What this exercise requires is a verbatim reproduction of the data below.

Top of Stored data

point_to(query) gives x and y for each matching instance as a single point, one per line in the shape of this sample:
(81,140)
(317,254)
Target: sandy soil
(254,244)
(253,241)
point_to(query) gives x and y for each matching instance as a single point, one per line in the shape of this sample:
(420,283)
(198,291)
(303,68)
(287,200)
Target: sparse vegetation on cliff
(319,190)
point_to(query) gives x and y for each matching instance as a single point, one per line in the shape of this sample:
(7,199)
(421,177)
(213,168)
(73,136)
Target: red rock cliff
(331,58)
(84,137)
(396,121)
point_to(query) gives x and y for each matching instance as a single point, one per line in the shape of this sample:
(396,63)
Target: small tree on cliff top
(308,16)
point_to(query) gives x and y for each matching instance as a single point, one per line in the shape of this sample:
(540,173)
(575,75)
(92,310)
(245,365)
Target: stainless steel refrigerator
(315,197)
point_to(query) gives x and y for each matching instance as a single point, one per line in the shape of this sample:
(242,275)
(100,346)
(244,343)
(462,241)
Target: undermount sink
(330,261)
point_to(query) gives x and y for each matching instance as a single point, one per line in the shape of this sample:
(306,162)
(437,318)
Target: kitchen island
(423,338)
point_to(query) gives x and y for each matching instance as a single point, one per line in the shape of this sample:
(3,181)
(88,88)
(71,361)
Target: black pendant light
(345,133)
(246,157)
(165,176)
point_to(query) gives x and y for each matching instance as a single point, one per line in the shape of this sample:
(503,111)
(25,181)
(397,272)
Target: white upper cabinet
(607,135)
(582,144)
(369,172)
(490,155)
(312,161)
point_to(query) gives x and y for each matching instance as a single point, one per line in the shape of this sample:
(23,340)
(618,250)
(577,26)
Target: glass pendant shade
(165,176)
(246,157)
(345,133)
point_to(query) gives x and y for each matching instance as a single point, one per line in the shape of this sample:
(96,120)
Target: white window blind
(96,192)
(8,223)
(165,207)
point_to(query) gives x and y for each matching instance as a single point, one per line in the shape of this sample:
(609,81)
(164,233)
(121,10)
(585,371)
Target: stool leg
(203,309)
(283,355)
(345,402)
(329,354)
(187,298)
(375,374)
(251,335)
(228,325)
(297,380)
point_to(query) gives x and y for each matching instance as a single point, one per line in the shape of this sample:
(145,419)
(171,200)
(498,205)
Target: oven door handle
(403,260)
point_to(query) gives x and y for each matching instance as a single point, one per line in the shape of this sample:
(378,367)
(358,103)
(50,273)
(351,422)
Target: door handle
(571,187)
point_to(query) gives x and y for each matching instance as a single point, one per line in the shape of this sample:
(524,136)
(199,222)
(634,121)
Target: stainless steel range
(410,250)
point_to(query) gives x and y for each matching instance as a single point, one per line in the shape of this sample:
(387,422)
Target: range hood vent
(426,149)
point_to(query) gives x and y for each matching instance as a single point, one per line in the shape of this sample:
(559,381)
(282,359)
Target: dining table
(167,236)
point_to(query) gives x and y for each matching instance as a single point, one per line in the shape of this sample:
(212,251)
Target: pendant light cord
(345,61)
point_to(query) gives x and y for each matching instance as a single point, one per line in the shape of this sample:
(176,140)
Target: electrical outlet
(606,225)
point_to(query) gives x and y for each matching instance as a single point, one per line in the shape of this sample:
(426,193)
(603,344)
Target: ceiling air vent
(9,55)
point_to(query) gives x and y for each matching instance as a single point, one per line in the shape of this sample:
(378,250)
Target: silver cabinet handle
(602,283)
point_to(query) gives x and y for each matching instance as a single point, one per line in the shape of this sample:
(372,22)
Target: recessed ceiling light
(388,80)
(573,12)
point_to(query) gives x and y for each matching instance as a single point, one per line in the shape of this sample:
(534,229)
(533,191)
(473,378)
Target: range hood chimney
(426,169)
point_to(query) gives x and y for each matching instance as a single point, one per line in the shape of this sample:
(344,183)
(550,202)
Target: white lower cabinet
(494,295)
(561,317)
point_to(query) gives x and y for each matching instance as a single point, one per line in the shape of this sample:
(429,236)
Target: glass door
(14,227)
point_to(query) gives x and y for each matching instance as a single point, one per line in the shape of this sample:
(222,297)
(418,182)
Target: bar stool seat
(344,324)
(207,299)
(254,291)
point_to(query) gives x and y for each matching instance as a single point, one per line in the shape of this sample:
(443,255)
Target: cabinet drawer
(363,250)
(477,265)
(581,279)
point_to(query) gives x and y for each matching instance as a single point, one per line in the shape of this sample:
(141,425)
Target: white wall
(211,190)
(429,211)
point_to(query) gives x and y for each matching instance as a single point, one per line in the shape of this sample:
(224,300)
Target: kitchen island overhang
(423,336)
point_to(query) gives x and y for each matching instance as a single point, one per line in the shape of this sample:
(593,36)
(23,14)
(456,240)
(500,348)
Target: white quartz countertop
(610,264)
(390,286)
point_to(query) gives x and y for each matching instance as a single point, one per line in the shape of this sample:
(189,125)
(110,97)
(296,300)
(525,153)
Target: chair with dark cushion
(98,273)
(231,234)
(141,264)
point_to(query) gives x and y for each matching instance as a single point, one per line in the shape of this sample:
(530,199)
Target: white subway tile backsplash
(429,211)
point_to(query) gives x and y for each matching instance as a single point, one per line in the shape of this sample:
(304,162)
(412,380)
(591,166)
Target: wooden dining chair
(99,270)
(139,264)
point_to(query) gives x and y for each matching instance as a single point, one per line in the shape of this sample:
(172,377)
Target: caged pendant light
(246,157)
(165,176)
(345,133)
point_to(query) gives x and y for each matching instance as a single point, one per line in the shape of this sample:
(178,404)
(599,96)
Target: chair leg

Bottom of Stored data

The completed task>
point_to(query) gives x and y for each matching instance as a single point, one per line in the shape of this sample:
(81,140)
(317,254)
Target: sandy soil
(254,244)
(253,241)
point_to(query) gives x and y for each matching instance as a single point, one per line in the shape of this sample:
(420,283)
(198,291)
(303,68)
(287,200)
Target: sparse vegetation on cliff
(319,190)
point_to(query) gives x and y for each matching instance as a single point, one per line in the shape of this sample:
(7,199)
(421,177)
(213,168)
(73,136)
Target: red rock cliff
(331,58)
(84,137)
(396,121)
point_to(query) gives x and y for each matching instance as a single point, one per line in the shape of this sample:
(396,63)
Target: small tree on cliff top
(308,16)
point_to(query) gives x and y for each matching instance as a single point, one per line in the shape of this sample:
(540,173)
(575,75)
(92,310)
(245,365)
Target: stainless steel refrigerator
(315,197)
point_to(query) gives x and y for each matching instance as a single point, one per line in the shape of this sample:
(242,275)
(100,346)
(244,343)
(462,241)
Target: undermount sink
(330,261)
point_to(query) gives x and y for each matching instance as a single point, one per line in the shape of this sample:
(306,162)
(437,318)
Target: kitchen island
(423,338)
point_to(query) gives x and y for each matching instance as a single point, one per line in the shape of this sample:
(3,181)
(88,88)
(71,361)
Target: black pendant light
(345,133)
(246,157)
(165,176)
point_to(query) gives x and y for each matching instance as a single point, one per line in the shape of this sample:
(503,111)
(25,181)
(397,272)
Target: white upper cabinet
(607,135)
(582,144)
(369,172)
(490,155)
(312,161)
point_to(query) gives x and y for each matching instance as a single point, one per line in the shape of this sample:
(23,340)
(618,250)
(577,26)
Target: glass pendant shade
(165,176)
(246,157)
(345,133)
point_to(query) gives x and y for each matching instance as a single point, one per line in the shape of this sample:
(96,120)
Target: white window blind
(96,192)
(8,223)
(165,207)
point_to(query) gives x and y for each matching instance as a single point, one per line in the shape of this sample:
(609,81)
(164,233)
(121,10)
(585,371)
Target: stool leg
(203,309)
(283,355)
(345,402)
(329,354)
(187,298)
(375,374)
(251,335)
(228,325)
(297,380)
point_to(query) gives x and y for each matching instance as a single point, one per line in the shape of this sample:
(145,419)
(171,200)
(498,205)
Target: oven door handle
(403,260)
point_to(query) gives x and y for each matching instance as a single point, one per line in the shape of this sample:
(378,367)
(358,103)
(50,273)
(351,422)
Target: door handle
(571,187)
point_to(query) gives x and y for each matching instance as a single point, one per line in the shape of this sample:
(524,136)
(199,222)
(634,121)
Target: stainless steel range
(410,250)
point_to(query) gives x and y for each matching instance as a single point, one per line in the shape of this sample:
(387,422)
Target: range hood vent
(426,149)
point_to(query) gives x and y for each matching instance as a single point, one per line in the shape of this sample:
(559,381)
(282,359)
Target: dining table
(167,236)
point_to(query) gives x and y for each matching instance as a single point, one per line in the shape of this sample:
(212,251)
Target: pendant light cord
(345,61)
point_to(query) gives x and y for each matching instance as a single point, one per line in the shape of this sample:
(176,140)
Target: electrical outlet
(606,225)
point_to(query) gives x and y for each matching instance as a single point, one per line in the shape of this sample:
(426,193)
(603,344)
Target: ceiling air vent
(9,55)
point_to(query) gives x and y for each matching instance as a single point, one per line in the shape of this sample:
(378,250)
Target: silver cabinet handle
(602,283)
point_to(query) gives x and y for each matching instance as a single point, one per line in the shape of this sample:
(372,22)
Target: recessed ceiling light
(388,80)
(573,12)
point_to(query) gives x and y for each matching instance as a single point, one per line in the shape of this sample:
(534,229)
(533,191)
(473,378)
Target: range hood chimney
(426,169)
point_to(query) gives x and y for each matching instance as a single point, one per line in the shape of this sample:
(344,183)
(550,202)
Target: white lower cabinet
(494,295)
(561,317)
point_to(query) gives x and y for each matching instance as a single point, one per line in the shape of this sample:
(429,236)
Target: glass door
(14,227)
point_to(query) gives x and y for each matching instance as a single point, one per line in the shape of this sample:
(222,297)
(418,182)
Target: bar stool seat
(344,324)
(207,299)
(254,291)
point_to(query) gives x and y for each matching instance as a single point, one per line in the shape of this sample:
(443,255)
Target: cabinet drawer
(363,250)
(477,265)
(581,279)
point_to(query) gives x and y for each matching instance as a single point, one per line in the shape of this sample:
(141,425)
Target: white wall
(211,190)
(429,211)
point_to(query) gives x and y for each matching instance as a single point, one per line in the shape of this sample:
(224,300)
Target: kitchen island overhang
(423,336)
point_to(query) gives x and y for each matching instance as a single point, one per line in the shape of this sample:
(593,36)
(23,14)
(456,240)
(500,348)
Target: white quartz countertop
(610,264)
(390,286)
point_to(query) gives x and y for each matching instance as a single point, one per line in the shape of this sample:
(189,125)
(110,97)
(296,300)
(525,153)
Target: chair with dark cushion
(98,273)
(231,234)
(141,264)
point_to(query) gives x and y for each matching instance as a single point, one per line in the shape of this sample:
(530,199)
Target: white subway tile backsplash
(429,211)
point_to(query) gives x and y for each matching instance as a single point, one per line in the shape of this sample:
(304,162)
(412,380)
(591,166)
Target: wooden dining chair
(99,270)
(139,264)
point_to(query) gives x and y for each matching instance as a single point, one per line in the shape of this sample:
(172,377)
Target: caged pendant light
(246,157)
(165,176)
(345,133)
point_to(query) gives x and y for each matching instance as a single point, one per line in the shape of this sample:
(178,404)
(599,96)
Target: chair leg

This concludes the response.